— 作業要求 —
**A.** 將這篇心性問答中以「答:無明與真如」開頭的那一段改寫為條列,並保留主要內容。
**B.** 把這篇心性問答中從「答:心是真空,非可造作。」起、至「問:真如與無明同一身,何以真如敵不過無明,隨其輪迴呢?(李鋡榮)」止的部分,依原文一字不改地印出。

佛學問答類編
(心性第十)
李炳南老居士解答
十、心性
問:一切世界為心所造,心何所造?(支世榮)
答:心是真空,非可造作。
問:過去心不可得,現在心不可得,未來心不可得,意義請示!(慧香)
答:汝得「覓心不可得」時,自能了然,若我說,便去題萬里矣。
問:怎樣叫做心羅萬象?(王錫錡)
答:心如虛空(此心非指肉團心)。所有山河大地,一切一切,盡包其中。
問:回光返照及光奕奕,圓陀陀作何解釋?(戴添丁)
答:回光返照四字,世俗常用之語也。今未言明讀何書而見此,又未敘出文句,自無從解。惟見下列兩句,聯想到此句或是形容心性,只有按是解說而已。光指心光,照喻起攀緣,凡夫之心,常向外馳,回返兩字,是把它收回來,安住本位的意思。下兩句亦當係形容性狀,謂性體本是光明圓融的意思。
問:真如與無明同一身,何以真如敵不過無明,隨其輪迴呢?(李鋡榮)
答:無明與真如,無始以來,糾纏一處,各有力量。染分生染,從染入染,即迷亂不覺,常住輪迴,淨分生淨,從淨入淨,即徹悟大覺,成佛作祖。既能成佛作祖,便不宜全稱肯定,說真如敵不住無明。
問:六祖慧能大師云:「煩惱即菩提」。當如何解?(智梁)
答:佛與眾生,皆是性體,煩惱菩提,皆是性用。
問:金剛經之要義是否即在「離一切相」?(沙壬)
答:可云如是。
問:十方無量佛共同一法身,何以又分無量數名乎?(智梁)
答:法身指性,佛名詮相。
問:吾人如何境地,才可謂明心見性,學到明心見性,是證到什麼果位?(智梁)
答:見幾分、證幾分。
問:「反聞聞自性」如何解?(林夢丁)
答:耳識不向外馳,離絕聲塵,再反轉來觀照自性,以耳識之用在能聞,但以此識時起觀照,即是聞矣。
問:心不在內,不在外,不在其中,實居何處?(林夢丁)
答:說小可入芥子,說大盡包虛空,不能執著一定方所。
問:過去心、未來心、現在心皆不可得,以何心可得」念佛心可得否?(林夢丁)

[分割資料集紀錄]
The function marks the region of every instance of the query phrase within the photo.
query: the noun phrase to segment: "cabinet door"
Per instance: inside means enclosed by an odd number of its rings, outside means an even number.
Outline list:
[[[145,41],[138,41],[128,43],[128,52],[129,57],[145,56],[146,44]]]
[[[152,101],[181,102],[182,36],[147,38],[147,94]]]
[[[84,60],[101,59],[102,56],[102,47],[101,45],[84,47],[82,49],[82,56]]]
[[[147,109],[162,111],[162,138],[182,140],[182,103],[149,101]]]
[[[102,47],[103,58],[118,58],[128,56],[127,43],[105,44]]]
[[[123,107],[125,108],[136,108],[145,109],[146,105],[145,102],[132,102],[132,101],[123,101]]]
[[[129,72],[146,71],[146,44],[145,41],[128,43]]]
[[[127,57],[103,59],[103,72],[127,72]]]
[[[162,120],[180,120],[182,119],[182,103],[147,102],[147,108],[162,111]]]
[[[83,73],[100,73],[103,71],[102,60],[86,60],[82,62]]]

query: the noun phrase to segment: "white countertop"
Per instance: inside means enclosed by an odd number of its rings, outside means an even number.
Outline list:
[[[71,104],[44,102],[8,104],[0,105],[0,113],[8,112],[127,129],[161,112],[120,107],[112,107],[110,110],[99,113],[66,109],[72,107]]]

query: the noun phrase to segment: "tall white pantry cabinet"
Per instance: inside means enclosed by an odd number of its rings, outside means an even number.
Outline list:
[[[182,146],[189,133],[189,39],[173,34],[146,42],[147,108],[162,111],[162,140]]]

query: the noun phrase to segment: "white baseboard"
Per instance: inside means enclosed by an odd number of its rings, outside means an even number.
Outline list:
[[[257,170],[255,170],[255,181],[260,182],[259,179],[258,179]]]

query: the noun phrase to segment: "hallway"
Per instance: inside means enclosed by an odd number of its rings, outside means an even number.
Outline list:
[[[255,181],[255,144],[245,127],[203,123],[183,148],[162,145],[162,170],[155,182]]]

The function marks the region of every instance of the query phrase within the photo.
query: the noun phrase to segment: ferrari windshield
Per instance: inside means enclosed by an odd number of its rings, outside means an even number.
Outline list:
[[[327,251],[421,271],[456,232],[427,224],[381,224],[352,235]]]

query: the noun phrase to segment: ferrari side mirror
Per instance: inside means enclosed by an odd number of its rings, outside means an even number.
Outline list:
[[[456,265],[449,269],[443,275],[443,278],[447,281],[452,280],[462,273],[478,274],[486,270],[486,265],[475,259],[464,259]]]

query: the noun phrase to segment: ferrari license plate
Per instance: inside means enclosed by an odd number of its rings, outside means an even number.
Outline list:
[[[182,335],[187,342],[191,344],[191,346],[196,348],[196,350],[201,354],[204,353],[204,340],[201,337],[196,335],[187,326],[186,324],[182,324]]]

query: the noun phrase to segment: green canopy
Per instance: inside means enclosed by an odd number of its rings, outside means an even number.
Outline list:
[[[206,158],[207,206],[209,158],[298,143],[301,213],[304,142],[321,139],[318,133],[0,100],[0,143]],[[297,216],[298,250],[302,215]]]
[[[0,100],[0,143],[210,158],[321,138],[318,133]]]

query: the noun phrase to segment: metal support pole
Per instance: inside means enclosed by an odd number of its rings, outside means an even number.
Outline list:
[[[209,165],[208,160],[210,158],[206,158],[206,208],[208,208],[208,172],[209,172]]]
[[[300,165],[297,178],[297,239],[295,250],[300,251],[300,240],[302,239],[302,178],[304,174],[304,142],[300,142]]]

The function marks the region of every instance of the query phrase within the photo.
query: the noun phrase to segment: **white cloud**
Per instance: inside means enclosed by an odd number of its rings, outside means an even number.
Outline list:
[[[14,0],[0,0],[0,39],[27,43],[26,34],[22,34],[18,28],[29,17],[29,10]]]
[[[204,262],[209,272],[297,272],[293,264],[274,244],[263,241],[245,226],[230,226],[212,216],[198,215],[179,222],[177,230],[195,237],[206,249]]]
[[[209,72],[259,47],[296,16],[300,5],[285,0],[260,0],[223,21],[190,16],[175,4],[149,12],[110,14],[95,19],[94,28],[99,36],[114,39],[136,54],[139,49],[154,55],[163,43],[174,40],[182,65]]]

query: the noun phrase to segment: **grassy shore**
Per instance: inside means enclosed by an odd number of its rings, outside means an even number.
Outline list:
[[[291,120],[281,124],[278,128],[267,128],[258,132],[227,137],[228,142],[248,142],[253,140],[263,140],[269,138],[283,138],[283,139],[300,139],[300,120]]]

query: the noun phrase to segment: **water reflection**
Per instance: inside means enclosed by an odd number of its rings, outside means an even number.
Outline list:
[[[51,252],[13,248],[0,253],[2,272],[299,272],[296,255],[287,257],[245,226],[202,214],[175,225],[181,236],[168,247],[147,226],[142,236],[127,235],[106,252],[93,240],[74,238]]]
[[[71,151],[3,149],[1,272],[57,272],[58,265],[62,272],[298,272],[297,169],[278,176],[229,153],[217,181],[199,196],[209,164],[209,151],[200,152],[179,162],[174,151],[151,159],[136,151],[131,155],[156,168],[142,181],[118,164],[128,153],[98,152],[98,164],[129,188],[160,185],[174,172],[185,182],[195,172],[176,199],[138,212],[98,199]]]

— 依序解答 —
**A.**
- 無明與真如自無始以來糾纏一處,各有力量。
- 染分生染,從染入染,即迷亂不覺,常住輪迴。
- 淨分生淨,從淨入淨,即徹悟大覺,成佛作祖。
- 既然能成佛作祖,就不宜全稱肯定地說真如敵不住無明。

**B.**
答:心是真空,非可造作。
問:過去心不可得,現在心不可得,未來心不可得,意義請示!(慧香)
答:汝得「覓心不可得」時,自能了然,若我說,便去題萬里矣。
問:怎樣叫做心羅萬象?(王錫錡)
答:心如虛空(此心非指肉團心)。所有山河大地,一切一切,盡包其中。
問:回光返照及光奕奕,圓陀陀作何解釋?(戴添丁)
答:回光返照四字,世俗常用之語也。今未言明讀何書而見此,又未敘出文句,自無從解。惟見下列兩句,聯想到此句或是形容心性,只有按是解說而已。光指心光,照喻起攀緣,凡夫之心,常向外馳,回返兩字,是把它收回來,安住本位的意思。下兩句亦當係形容性狀,謂性體本是光明圓融的意思。
問:真如與無明同一身,何以真如敵不過無明,隨其輪迴呢?(李鋡榮)